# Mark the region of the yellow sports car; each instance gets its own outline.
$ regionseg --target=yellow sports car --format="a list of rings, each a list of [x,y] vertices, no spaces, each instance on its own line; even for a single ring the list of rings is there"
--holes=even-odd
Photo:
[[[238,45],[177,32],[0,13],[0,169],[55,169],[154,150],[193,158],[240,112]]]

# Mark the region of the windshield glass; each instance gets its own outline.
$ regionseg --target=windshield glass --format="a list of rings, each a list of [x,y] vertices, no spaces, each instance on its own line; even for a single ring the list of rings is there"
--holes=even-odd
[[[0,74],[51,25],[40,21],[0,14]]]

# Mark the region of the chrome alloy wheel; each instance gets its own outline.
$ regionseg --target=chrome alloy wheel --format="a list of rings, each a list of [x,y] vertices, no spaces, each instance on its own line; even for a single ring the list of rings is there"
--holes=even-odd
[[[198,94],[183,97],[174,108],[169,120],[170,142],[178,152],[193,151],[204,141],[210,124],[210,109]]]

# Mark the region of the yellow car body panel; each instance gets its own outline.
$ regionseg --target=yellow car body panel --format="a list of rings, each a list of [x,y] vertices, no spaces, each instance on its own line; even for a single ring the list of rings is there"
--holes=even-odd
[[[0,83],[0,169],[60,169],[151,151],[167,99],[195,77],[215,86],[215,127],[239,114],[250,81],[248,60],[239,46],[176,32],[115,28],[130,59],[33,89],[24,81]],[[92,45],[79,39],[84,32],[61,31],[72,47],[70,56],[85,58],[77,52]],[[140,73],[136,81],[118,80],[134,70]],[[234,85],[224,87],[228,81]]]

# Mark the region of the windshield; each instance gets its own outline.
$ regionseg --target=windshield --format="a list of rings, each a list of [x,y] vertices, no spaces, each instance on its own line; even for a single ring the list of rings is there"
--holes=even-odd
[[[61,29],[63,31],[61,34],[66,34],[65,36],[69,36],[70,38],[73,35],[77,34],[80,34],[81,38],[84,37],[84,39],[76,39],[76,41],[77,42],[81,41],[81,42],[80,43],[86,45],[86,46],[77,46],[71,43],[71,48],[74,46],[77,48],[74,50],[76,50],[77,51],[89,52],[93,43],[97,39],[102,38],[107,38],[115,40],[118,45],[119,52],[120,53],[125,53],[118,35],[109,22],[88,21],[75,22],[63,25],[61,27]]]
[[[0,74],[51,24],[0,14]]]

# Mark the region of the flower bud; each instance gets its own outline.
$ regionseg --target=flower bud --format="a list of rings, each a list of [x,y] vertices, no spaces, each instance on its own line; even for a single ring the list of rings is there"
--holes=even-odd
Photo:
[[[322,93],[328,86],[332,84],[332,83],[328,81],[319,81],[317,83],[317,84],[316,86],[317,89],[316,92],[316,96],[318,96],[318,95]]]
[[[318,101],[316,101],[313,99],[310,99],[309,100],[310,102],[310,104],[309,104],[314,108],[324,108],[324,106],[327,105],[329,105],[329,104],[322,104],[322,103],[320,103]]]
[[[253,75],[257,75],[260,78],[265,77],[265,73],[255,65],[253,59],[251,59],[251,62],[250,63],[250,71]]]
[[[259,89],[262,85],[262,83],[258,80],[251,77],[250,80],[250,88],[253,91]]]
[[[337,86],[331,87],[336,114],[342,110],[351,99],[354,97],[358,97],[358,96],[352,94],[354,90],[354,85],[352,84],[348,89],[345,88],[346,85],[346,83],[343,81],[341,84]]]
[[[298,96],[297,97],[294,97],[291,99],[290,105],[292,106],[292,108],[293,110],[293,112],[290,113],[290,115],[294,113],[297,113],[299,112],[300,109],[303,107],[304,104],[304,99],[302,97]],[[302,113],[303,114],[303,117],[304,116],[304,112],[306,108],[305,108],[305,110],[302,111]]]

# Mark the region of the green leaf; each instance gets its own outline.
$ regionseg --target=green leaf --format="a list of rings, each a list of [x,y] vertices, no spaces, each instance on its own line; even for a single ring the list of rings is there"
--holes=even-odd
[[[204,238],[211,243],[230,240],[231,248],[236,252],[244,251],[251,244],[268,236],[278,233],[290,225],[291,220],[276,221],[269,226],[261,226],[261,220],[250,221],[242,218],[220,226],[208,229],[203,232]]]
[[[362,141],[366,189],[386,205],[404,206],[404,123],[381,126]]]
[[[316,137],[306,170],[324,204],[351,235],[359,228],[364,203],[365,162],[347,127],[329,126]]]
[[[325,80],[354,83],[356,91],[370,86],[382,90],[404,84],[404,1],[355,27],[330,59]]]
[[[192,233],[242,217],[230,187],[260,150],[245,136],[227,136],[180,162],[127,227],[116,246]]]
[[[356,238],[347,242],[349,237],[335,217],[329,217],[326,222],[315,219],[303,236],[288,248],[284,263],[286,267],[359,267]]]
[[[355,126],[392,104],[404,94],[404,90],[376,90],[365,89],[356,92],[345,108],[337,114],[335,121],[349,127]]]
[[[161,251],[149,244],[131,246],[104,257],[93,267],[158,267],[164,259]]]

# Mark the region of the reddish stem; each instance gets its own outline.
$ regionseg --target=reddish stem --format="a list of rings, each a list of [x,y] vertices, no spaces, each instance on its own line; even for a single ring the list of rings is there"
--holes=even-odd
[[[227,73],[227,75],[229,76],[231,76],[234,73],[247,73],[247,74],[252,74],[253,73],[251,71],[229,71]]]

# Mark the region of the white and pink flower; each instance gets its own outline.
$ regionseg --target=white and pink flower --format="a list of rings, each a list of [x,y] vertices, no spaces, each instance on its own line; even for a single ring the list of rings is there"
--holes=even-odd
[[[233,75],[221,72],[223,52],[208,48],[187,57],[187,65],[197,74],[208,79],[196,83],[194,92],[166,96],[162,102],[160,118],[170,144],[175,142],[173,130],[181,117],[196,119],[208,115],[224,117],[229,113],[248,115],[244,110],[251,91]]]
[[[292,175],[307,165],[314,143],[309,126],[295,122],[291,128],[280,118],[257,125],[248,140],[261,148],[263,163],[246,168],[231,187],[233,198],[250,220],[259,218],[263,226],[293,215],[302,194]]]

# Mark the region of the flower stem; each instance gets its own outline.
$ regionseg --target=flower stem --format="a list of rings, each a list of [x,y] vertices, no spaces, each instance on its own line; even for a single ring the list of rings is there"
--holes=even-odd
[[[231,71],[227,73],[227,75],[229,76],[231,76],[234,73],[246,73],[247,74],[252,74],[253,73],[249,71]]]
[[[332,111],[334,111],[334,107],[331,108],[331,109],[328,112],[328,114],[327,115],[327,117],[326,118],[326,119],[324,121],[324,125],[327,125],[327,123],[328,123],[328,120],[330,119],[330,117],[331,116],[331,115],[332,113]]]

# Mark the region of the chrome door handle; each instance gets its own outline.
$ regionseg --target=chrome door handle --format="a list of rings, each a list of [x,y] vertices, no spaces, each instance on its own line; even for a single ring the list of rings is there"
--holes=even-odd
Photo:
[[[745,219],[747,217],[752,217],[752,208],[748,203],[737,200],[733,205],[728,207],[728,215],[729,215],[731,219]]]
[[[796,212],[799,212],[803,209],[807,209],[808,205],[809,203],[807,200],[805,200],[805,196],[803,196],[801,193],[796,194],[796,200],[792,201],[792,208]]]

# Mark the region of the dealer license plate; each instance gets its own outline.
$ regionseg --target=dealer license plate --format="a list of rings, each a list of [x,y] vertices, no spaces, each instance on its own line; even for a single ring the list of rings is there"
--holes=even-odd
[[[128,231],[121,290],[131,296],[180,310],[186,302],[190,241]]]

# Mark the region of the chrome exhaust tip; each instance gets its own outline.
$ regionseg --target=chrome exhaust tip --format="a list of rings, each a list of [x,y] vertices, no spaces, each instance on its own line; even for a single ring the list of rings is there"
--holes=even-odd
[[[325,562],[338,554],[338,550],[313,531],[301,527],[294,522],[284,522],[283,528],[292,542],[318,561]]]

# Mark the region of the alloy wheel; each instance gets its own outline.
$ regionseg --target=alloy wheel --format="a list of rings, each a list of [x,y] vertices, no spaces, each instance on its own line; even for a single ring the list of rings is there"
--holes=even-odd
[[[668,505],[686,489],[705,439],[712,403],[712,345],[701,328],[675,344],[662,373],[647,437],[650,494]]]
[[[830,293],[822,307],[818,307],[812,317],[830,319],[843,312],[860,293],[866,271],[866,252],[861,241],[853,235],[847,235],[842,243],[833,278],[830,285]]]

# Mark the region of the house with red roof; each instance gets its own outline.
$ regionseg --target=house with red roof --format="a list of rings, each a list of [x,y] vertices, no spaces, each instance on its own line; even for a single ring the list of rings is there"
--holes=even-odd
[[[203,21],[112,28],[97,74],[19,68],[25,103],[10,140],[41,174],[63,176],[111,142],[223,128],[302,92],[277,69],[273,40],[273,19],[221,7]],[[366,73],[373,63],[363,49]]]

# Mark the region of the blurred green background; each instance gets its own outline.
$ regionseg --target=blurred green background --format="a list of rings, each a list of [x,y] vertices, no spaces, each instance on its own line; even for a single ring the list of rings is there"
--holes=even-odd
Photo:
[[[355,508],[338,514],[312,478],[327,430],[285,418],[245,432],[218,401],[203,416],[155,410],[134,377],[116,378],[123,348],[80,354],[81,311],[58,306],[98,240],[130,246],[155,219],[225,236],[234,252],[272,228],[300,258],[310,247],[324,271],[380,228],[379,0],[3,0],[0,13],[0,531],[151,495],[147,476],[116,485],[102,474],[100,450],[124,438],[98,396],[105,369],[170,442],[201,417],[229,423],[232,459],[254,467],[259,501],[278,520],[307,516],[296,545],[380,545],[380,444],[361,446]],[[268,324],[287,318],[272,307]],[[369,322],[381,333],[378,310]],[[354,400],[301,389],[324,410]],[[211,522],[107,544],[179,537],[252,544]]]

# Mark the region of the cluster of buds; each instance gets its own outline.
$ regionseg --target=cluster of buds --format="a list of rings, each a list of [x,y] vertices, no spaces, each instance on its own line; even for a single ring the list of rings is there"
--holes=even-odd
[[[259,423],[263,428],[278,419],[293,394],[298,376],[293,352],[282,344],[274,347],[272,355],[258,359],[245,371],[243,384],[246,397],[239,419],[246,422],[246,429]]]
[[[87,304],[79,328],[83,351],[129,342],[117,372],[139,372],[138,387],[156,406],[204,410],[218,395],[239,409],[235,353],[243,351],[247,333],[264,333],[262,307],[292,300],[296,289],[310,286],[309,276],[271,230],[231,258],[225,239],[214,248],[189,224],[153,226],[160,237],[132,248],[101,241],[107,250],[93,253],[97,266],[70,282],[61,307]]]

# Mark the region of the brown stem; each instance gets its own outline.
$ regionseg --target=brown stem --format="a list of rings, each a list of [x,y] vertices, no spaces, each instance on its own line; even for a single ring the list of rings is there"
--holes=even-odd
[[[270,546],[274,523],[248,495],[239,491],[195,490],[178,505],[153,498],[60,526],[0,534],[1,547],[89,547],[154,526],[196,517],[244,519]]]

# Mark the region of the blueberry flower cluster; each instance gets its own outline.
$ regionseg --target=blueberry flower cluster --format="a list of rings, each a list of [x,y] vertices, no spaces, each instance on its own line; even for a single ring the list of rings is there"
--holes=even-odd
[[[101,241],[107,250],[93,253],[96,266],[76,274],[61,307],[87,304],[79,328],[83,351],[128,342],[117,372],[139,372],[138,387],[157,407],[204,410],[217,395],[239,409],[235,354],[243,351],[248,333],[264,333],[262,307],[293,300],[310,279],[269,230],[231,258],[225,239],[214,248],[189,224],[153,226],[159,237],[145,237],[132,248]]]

──────────────────────────────

### What is needed
Each line from the one with "# Mark the region of the cluster" through the last line of the records must be written out word for word. Include nothing else.

### Solution to this problem
# Mark the region of the cluster of buds; each instance gets its own outline.
$ regionseg --target=cluster of buds --format="a list of rings, each a list of [x,y] vertices, no spaces, each instance on its own line; even for a single ring the list of rings is there"
--holes=even-odd
[[[259,423],[263,428],[278,419],[293,394],[298,376],[293,352],[282,344],[274,347],[272,355],[258,359],[245,371],[243,384],[246,397],[239,419],[246,422],[246,429]]]
[[[87,304],[79,328],[83,351],[129,342],[117,372],[139,372],[138,387],[156,406],[204,410],[218,395],[239,409],[235,353],[243,351],[247,333],[264,333],[262,307],[292,300],[296,289],[310,286],[309,276],[271,230],[231,258],[225,239],[214,248],[189,224],[153,226],[160,237],[132,248],[101,241],[107,250],[93,253],[97,266],[70,282],[61,307]]]

# Mark the region of the brown stem; each instance gets its own outline.
$ regionseg --target=brown stem --format="a list of rings, each a list of [x,y] vertices, no spaces, each instance on its own line; even for a single ring the list of rings is there"
--holes=even-odd
[[[270,546],[274,523],[248,495],[239,491],[195,490],[178,505],[153,498],[60,526],[0,534],[1,547],[89,547],[154,526],[196,517],[244,519]]]

# Mark the region of the blueberry flower cluster; each instance gets its own outline.
$ regionseg --target=blueberry flower cluster --format="a list of rings, each a list of [x,y] vertices, no spaces, each instance on its own line; even for a single ring the list of rings is there"
--holes=even-odd
[[[101,241],[107,250],[93,253],[96,266],[76,274],[61,307],[87,304],[79,328],[83,351],[128,342],[117,372],[139,372],[138,387],[157,407],[204,410],[217,395],[239,409],[235,354],[243,351],[248,333],[264,333],[262,307],[293,300],[310,279],[269,230],[231,258],[225,239],[214,248],[189,224],[153,226],[159,237],[145,237],[132,248]]]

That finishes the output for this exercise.